Referring expression pointing data
*-*-*

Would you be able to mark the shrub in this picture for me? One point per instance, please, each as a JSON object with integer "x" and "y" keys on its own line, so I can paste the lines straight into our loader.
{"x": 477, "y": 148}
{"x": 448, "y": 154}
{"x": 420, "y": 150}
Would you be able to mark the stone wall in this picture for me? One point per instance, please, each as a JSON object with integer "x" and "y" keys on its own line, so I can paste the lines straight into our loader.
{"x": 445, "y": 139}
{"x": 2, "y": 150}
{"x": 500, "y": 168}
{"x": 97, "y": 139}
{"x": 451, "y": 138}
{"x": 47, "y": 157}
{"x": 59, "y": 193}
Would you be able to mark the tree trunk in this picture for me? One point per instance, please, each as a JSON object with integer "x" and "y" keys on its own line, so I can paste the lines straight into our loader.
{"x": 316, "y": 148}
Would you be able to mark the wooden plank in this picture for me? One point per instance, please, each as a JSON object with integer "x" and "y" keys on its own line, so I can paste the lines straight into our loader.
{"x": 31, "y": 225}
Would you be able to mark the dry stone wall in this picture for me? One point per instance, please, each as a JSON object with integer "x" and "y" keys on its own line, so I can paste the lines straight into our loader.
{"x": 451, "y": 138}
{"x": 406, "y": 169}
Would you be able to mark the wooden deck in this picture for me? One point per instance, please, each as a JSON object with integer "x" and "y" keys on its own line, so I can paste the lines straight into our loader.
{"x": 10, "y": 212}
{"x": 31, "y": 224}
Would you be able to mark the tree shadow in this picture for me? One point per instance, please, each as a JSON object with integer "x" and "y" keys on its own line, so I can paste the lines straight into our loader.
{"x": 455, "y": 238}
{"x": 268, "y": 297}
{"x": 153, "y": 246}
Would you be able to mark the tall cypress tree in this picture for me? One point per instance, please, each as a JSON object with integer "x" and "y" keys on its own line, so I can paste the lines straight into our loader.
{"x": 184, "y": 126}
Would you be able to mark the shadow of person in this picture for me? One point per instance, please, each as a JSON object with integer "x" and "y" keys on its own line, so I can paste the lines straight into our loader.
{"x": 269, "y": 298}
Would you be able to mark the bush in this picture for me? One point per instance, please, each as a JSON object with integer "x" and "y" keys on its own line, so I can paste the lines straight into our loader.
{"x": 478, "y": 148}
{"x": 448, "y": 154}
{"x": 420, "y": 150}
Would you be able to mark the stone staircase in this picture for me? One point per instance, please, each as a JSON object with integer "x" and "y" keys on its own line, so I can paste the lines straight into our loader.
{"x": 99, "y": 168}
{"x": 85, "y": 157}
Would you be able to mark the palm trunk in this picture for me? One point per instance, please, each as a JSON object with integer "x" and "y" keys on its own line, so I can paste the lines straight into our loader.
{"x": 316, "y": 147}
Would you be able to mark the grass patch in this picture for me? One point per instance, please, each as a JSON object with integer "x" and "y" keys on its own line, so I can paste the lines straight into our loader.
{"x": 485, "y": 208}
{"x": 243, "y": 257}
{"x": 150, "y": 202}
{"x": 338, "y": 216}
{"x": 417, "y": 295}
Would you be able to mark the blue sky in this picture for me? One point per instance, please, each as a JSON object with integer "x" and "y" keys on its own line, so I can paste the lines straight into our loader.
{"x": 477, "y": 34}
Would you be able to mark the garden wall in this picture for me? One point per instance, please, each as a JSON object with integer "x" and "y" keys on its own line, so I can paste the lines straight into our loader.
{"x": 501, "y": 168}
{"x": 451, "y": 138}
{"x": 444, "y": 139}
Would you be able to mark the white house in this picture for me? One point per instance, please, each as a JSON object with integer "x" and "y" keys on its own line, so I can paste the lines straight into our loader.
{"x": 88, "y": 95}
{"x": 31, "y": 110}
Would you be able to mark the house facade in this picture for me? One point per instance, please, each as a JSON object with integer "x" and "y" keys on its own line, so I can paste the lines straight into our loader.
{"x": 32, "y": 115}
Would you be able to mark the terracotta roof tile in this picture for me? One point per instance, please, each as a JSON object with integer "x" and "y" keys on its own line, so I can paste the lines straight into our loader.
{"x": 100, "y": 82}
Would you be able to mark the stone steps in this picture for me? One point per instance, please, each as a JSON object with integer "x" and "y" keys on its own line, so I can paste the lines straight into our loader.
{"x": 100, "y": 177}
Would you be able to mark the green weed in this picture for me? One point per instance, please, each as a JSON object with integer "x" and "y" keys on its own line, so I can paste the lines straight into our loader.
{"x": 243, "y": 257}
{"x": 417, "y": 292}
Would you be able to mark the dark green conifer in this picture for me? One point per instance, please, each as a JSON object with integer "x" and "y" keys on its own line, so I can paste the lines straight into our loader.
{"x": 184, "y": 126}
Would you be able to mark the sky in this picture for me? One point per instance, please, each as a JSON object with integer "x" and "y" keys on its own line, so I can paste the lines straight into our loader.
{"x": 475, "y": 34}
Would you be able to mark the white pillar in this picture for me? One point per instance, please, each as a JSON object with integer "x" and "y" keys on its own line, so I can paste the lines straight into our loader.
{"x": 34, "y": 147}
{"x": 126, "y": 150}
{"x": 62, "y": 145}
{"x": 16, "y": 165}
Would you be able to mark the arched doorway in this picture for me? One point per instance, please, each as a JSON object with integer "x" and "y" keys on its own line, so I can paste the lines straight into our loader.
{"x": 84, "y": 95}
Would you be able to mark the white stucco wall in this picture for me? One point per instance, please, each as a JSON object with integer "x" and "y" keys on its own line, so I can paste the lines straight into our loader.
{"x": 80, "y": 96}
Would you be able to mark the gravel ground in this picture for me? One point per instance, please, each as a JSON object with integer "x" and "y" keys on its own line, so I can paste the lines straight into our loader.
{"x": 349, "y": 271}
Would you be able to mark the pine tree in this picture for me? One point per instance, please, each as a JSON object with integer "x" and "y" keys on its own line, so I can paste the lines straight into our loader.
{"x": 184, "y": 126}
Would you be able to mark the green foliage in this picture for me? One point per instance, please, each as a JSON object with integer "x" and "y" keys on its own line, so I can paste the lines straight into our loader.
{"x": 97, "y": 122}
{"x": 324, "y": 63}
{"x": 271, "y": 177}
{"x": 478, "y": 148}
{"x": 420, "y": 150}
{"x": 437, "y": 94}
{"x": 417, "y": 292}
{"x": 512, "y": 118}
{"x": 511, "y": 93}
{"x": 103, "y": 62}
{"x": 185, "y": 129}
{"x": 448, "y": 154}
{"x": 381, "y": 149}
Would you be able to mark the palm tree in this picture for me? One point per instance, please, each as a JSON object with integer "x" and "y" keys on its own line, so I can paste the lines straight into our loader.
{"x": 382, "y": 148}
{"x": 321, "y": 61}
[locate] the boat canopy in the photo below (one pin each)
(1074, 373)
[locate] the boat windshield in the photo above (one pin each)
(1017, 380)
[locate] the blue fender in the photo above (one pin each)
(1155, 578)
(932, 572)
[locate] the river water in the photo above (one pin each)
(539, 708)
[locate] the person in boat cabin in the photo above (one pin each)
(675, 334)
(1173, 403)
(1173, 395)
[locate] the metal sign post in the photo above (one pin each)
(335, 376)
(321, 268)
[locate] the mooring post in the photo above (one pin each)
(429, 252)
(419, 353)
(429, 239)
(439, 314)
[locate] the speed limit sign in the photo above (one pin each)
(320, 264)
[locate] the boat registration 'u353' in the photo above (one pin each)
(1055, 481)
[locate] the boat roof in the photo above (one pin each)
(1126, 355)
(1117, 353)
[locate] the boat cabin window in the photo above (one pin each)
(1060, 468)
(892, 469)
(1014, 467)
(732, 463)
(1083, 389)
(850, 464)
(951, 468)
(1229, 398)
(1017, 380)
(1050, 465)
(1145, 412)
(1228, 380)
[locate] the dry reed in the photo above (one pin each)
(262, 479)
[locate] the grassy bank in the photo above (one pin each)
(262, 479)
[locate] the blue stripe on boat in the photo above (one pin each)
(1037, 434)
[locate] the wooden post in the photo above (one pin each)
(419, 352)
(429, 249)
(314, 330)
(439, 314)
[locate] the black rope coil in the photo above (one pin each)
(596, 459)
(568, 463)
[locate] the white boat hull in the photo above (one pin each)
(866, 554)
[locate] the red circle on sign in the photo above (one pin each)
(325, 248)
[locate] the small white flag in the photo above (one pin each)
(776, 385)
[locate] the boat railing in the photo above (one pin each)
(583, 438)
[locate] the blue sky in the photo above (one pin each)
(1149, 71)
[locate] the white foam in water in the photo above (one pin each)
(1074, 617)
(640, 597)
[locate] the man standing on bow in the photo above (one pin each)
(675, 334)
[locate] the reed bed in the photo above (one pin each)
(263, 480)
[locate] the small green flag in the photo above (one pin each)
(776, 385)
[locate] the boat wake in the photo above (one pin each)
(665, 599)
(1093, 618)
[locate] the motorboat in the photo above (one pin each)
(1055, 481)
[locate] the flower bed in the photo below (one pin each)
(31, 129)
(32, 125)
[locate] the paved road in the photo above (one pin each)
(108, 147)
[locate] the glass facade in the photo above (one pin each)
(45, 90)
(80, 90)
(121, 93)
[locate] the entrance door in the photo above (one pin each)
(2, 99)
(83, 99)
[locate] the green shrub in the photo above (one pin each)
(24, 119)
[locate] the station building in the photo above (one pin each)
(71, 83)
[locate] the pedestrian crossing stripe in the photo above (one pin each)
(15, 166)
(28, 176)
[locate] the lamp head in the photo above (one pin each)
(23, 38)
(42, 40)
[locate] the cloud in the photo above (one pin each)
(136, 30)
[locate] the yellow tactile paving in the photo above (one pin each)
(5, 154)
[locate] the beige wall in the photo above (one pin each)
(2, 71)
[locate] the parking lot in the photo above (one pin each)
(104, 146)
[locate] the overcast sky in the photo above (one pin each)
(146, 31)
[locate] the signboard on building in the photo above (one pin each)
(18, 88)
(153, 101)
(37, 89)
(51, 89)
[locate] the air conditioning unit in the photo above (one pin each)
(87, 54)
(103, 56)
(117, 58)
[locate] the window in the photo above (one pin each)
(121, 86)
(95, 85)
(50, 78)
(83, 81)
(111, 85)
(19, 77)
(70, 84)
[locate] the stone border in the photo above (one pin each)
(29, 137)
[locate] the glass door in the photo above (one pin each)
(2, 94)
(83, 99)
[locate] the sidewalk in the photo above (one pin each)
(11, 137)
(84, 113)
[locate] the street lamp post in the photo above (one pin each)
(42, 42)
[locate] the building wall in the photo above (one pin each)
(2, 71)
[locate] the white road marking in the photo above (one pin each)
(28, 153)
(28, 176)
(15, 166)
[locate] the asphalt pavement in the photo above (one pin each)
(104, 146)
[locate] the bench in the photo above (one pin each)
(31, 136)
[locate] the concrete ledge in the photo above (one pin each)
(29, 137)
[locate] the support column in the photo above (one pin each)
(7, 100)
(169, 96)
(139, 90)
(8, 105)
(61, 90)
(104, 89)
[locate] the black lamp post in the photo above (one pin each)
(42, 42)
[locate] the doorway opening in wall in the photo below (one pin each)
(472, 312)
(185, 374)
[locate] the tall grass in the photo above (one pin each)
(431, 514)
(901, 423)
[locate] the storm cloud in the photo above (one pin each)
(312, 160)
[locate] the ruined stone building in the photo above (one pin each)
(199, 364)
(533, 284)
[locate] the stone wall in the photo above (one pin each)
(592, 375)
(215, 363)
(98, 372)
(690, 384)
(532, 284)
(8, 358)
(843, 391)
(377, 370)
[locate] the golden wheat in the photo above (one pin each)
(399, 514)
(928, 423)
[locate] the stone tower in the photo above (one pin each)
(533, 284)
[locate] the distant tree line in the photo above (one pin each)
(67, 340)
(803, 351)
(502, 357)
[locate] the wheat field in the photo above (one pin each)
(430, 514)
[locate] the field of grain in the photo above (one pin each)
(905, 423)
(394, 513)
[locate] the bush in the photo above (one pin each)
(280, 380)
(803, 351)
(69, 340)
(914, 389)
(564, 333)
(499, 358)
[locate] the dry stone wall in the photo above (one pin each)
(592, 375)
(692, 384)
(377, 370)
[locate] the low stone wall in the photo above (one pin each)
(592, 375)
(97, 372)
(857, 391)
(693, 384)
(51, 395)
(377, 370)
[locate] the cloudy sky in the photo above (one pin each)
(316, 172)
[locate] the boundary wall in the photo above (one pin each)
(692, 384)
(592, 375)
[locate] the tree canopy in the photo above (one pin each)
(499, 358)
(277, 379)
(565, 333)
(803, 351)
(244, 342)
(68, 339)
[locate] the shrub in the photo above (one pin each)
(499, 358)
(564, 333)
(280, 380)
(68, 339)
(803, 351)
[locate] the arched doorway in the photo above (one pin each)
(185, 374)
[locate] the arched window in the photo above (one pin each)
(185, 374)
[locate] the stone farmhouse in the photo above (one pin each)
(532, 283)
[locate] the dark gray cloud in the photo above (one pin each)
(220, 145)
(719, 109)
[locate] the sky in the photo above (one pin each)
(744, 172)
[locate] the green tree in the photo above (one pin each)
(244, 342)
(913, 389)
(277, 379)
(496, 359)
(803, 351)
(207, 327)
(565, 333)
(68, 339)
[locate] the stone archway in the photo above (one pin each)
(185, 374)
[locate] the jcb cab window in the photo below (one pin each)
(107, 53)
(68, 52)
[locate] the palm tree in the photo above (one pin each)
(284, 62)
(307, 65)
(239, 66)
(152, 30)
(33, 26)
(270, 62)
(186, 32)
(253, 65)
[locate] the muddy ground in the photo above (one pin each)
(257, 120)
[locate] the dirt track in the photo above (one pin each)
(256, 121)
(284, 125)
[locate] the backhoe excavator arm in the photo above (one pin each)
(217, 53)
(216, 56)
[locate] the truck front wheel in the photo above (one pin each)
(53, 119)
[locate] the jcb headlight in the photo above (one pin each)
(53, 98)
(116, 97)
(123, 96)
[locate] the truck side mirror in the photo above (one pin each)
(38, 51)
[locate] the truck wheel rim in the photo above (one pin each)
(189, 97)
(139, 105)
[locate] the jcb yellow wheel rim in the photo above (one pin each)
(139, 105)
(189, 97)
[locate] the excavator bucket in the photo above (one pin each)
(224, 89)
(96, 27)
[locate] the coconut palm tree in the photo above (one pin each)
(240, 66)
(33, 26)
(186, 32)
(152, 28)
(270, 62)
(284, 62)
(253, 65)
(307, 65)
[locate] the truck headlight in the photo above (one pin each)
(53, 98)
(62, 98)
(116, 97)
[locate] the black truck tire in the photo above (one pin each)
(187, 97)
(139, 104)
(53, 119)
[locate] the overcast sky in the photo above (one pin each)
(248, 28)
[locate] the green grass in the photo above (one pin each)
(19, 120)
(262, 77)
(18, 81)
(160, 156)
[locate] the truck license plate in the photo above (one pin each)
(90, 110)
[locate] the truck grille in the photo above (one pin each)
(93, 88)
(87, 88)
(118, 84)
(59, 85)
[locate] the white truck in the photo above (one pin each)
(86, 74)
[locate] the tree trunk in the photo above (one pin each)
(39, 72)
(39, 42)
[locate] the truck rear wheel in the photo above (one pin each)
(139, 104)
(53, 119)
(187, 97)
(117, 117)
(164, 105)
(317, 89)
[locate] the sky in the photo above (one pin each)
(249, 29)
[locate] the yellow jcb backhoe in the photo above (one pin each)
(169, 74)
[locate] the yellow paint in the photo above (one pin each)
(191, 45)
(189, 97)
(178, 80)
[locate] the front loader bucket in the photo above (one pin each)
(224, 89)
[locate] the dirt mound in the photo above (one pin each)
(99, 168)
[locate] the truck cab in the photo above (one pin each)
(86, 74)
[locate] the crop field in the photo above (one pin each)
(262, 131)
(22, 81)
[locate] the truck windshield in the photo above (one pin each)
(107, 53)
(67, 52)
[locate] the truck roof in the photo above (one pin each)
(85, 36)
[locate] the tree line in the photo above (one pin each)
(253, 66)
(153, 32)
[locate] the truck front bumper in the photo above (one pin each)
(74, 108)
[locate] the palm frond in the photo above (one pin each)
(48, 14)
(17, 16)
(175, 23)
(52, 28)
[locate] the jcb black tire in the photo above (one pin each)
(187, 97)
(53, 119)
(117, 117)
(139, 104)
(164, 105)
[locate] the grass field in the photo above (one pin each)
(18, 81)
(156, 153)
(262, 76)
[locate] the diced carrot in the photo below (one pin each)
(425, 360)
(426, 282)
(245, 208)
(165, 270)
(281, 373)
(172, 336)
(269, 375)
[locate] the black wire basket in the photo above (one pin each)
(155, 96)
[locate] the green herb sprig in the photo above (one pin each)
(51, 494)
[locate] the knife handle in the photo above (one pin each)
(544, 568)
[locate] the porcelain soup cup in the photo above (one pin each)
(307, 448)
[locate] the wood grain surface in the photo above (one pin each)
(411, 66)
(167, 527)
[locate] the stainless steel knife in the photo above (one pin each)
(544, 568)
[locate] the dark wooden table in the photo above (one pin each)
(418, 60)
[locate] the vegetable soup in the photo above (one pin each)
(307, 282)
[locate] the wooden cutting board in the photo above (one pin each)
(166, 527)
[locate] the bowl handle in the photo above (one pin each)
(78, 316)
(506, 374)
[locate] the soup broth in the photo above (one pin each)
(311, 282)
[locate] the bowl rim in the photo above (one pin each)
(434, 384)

*-*-*

Print only these lines, exactly: the one containing "[locate] the knife" and all after it to the end of the entries.

**REPLY**
[locate] the knife handle in the photo above (one pin each)
(544, 568)
[locate] the porcelain soup cup in the photo above (one pin each)
(307, 448)
[locate] the wood grain surface in the photo above (one pin each)
(411, 66)
(167, 527)
[locate] the stainless steel knife in the photo above (one pin each)
(544, 568)
[locate] the dark wooden table in the photo above (one pin each)
(418, 60)
[locate] the vegetable soup in the photo above (one pin each)
(307, 282)
[locate] the wooden cutting board in the photo above (one pin each)
(166, 527)
[locate] the bowl handle in the photo above (one pin each)
(78, 316)
(506, 374)
[locate] the soup broth in the photo above (one pin each)
(311, 282)
[locate] the bowl rim in the photo above (one pin each)
(434, 384)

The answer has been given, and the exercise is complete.